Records

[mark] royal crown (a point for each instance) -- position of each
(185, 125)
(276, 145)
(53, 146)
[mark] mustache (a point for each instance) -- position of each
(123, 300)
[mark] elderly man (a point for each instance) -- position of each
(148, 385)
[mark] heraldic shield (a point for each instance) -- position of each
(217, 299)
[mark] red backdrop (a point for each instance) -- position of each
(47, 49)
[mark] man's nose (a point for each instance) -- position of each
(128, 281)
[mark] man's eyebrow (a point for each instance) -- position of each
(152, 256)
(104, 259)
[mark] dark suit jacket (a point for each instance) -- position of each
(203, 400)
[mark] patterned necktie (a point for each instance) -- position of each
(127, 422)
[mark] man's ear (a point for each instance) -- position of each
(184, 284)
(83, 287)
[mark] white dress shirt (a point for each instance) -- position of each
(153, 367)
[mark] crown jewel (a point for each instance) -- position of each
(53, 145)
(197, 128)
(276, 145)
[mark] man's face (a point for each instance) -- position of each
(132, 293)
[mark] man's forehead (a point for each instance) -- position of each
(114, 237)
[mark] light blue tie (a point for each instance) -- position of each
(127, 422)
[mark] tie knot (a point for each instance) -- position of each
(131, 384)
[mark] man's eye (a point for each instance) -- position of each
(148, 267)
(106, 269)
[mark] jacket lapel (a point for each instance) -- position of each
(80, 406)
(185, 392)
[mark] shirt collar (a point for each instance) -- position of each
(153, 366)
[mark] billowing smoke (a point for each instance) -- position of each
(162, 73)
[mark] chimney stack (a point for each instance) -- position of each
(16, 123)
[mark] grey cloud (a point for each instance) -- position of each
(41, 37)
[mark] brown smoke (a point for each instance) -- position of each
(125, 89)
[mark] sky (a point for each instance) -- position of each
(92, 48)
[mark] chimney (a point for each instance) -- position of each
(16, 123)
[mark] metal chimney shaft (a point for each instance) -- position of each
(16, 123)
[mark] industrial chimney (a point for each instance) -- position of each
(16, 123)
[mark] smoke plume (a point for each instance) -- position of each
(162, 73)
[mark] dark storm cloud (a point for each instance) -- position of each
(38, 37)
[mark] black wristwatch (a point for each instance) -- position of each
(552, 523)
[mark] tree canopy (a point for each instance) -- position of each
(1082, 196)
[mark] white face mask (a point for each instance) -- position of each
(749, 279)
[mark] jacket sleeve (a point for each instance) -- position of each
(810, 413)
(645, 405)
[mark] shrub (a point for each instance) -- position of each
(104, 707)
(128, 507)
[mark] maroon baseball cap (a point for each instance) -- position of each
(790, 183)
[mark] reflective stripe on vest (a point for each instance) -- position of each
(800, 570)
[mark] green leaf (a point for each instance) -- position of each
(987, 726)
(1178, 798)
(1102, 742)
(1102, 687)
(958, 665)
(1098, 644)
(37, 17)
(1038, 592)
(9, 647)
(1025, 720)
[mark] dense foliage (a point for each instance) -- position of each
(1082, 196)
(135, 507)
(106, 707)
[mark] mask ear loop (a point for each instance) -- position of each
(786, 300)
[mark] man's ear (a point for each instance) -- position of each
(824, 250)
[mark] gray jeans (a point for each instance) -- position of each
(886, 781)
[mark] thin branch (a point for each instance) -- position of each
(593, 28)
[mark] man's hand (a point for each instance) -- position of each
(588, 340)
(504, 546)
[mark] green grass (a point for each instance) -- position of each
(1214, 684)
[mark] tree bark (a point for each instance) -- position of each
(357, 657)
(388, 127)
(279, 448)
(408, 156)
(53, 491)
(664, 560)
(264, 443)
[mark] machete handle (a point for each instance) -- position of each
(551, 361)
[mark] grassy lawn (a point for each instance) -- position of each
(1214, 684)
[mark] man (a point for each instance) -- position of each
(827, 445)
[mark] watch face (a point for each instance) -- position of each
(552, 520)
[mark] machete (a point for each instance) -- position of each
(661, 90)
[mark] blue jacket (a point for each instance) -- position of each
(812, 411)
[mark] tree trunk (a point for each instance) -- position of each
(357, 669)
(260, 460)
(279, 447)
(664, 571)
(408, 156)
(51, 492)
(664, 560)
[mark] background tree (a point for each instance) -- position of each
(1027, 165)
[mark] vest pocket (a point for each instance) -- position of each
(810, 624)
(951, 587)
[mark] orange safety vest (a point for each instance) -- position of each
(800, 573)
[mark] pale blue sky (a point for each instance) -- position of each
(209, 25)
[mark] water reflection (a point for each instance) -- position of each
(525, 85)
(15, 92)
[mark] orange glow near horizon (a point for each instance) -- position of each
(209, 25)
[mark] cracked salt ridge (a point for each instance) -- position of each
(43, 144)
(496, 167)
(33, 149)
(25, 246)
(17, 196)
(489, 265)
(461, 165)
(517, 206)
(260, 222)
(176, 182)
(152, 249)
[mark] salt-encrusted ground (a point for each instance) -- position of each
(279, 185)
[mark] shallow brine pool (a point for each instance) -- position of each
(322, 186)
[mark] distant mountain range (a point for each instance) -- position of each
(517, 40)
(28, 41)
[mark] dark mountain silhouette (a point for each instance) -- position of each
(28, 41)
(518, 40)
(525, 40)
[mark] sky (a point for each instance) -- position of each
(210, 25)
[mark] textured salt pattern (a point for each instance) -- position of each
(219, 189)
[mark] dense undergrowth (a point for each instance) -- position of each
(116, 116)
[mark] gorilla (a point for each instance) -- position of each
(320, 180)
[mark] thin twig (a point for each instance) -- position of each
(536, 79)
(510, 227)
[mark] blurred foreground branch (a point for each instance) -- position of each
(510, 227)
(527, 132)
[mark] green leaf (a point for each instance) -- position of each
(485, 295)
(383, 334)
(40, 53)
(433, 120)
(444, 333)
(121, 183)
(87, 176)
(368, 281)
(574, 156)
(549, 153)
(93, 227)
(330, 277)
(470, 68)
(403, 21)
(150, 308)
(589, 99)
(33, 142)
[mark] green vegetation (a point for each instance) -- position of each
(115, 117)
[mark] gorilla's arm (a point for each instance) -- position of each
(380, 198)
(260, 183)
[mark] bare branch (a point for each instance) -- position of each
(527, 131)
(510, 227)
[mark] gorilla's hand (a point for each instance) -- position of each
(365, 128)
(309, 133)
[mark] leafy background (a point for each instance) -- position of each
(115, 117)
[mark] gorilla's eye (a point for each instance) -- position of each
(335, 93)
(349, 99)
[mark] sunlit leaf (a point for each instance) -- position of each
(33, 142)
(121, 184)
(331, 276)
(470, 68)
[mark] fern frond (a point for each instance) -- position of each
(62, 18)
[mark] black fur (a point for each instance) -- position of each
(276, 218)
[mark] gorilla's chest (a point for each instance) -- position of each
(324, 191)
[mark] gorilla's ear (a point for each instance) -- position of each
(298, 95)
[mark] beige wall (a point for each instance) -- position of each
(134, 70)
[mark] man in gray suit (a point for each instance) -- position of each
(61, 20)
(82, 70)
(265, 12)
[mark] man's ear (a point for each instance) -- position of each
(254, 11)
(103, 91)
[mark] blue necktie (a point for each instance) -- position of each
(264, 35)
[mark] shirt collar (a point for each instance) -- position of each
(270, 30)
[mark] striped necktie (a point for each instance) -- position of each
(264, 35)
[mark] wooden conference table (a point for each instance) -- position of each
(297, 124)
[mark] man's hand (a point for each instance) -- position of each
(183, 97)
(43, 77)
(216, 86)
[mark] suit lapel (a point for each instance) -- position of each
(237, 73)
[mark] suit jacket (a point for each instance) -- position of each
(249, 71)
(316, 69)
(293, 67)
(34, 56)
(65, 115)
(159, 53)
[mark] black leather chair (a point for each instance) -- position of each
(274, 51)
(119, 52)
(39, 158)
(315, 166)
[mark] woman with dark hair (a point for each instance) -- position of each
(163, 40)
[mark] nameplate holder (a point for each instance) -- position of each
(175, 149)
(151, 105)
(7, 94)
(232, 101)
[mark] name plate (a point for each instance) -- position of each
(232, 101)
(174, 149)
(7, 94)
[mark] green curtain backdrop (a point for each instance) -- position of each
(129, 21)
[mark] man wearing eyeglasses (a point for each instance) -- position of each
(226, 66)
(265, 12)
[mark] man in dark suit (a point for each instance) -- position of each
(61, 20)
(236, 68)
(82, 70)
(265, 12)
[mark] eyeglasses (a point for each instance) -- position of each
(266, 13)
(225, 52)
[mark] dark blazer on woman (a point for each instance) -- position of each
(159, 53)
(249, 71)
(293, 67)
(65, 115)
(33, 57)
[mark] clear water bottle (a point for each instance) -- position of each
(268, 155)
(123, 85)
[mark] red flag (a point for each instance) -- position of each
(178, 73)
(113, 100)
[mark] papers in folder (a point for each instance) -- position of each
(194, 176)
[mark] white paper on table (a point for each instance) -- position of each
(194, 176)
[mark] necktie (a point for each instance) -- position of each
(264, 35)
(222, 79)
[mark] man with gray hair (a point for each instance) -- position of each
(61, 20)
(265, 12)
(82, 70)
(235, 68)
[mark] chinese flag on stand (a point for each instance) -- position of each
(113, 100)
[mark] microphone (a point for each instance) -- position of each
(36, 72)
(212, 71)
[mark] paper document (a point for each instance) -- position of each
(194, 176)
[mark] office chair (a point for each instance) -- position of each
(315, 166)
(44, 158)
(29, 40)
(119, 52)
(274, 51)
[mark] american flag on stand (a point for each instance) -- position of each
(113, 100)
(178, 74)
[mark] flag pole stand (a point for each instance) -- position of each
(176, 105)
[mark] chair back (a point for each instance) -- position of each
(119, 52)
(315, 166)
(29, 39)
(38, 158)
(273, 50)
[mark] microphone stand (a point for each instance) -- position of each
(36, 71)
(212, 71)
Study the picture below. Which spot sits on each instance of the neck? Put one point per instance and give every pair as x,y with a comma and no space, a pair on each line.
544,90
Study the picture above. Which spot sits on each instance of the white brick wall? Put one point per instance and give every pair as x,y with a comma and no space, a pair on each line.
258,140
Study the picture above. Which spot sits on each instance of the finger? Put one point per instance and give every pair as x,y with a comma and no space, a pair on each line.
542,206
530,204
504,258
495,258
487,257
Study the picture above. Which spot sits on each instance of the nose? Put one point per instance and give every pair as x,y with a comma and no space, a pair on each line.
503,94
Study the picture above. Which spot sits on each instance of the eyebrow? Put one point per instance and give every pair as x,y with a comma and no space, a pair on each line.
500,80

▶ What to work on:
The line containing "[mark] red flag" marks the start; retype it and each line after it through the end of the records above, exactly.

▶ Response below:
[mark] red flag (a point for each instance) -- position of each
(178, 73)
(113, 100)
[mark] papers in folder (a point for each instance) -- position of each
(194, 176)
[mark] white paper on table (a point for each instance) -- position of each
(194, 176)
[mark] necktie (a point for each instance) -- position of each
(264, 35)
(222, 79)
[mark] man with gray hair (a point for each instance) -- position of each
(61, 20)
(265, 12)
(82, 70)
(235, 68)
[mark] chinese flag on stand (a point for each instance) -- position of each
(113, 100)
[mark] microphone (a point for each instance) -- position of each
(36, 72)
(212, 71)
[mark] paper document (a point for each instance) -- position of each
(194, 176)
[mark] office chair (a point for each instance) -- position of each
(315, 166)
(44, 158)
(29, 40)
(119, 52)
(274, 51)
[mark] american flag on stand (a point for each instance) -- position of each
(113, 100)
(178, 74)
[mark] flag pole stand (a point for each instance) -- position of each
(176, 105)
[mark] chair back (a point for each instance) -- position of each
(119, 52)
(315, 166)
(29, 39)
(38, 158)
(273, 50)
[mark] microphone stand (a point for each instance) -- position of each
(36, 71)
(212, 71)
Study the picture below. Which spot sits on each instance of the neck? Put one point per instance and give every pair as x,y with a comma and no space, a pair on each line.
544,90
Study the picture above. Which spot sits on each instance of the white brick wall? Put one point per instance and give every pair as x,y with a comma and no space, a pair on each line.
258,140
Study the picture above. Which spot sits on each instance of the finger? Put one point per instance and give every pair as x,y with a comma and no space, a pair on each line.
542,206
530,204
504,258
495,258
487,257
Study the picture above. Which spot sits on each instance of the nose? Put one point per instance and give every pair as x,y with a comma and no space, a pair on each line.
503,94
Study the picture above. Which spot sits on each instance of the eyebrow? Put one point per instance and give every pair as x,y with a comma and no space, a pair on each line.
500,80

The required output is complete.